> **Task prompt**:
Write out exactly the lines that run from the one containing "Target: man's eyebrow" to the end of the entries below, with both end lines included.

Saved data entries:
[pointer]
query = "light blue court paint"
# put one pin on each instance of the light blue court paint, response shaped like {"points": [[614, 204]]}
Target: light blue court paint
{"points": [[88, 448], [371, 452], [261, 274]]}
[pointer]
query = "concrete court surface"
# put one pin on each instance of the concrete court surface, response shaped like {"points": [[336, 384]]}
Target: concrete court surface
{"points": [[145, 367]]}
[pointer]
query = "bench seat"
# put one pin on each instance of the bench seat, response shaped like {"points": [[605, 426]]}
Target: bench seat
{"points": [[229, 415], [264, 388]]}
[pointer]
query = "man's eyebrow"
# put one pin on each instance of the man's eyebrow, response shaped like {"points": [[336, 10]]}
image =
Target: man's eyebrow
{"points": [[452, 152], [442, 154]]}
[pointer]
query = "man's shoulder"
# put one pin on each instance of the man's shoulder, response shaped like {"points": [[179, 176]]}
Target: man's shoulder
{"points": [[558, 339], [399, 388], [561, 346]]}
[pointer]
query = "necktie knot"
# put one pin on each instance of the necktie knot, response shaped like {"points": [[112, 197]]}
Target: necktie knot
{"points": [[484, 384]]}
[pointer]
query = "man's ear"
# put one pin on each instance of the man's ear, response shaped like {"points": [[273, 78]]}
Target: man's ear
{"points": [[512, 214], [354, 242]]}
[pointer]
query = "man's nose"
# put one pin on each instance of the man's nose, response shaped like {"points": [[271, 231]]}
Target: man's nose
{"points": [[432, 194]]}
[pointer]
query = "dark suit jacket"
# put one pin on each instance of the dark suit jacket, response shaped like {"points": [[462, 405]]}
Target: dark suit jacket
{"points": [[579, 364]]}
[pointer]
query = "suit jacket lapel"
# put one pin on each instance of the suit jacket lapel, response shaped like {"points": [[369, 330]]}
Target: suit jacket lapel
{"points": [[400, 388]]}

> **Problem solution**:
Target: man's eyebrow
{"points": [[452, 152], [442, 154]]}
[pointer]
query = "man's shoulder"
# put one pin on each instance of the man's shoulder, response shaped like {"points": [[179, 176]]}
Target: man's shoulder
{"points": [[558, 339], [399, 388], [561, 346]]}
[pointer]
query = "necktie knot"
# put one pin on each instance of the necktie knot, response shaped like {"points": [[112, 197]]}
Target: necktie knot
{"points": [[484, 384]]}
[pointer]
query = "man's ear"
# put one pin on each instance of the man's ear, response shaped like {"points": [[273, 78]]}
Target: man's ear
{"points": [[512, 214], [354, 242]]}
[pointer]
query = "man's nose"
# put one pin on each instance of the man's nose, response shaped like {"points": [[271, 231]]}
Target: man's nose
{"points": [[432, 194]]}
[pointer]
query = "dark suit jacket"
# put one pin on each instance of the dark suit jacket, response shaped like {"points": [[462, 405]]}
Target: dark suit jacket
{"points": [[579, 364]]}
[pointer]
query = "suit jacket lapel"
# put one pin on each instance of the suit jacket lapel, response shaped like {"points": [[369, 330]]}
Target: suit jacket lapel
{"points": [[400, 388]]}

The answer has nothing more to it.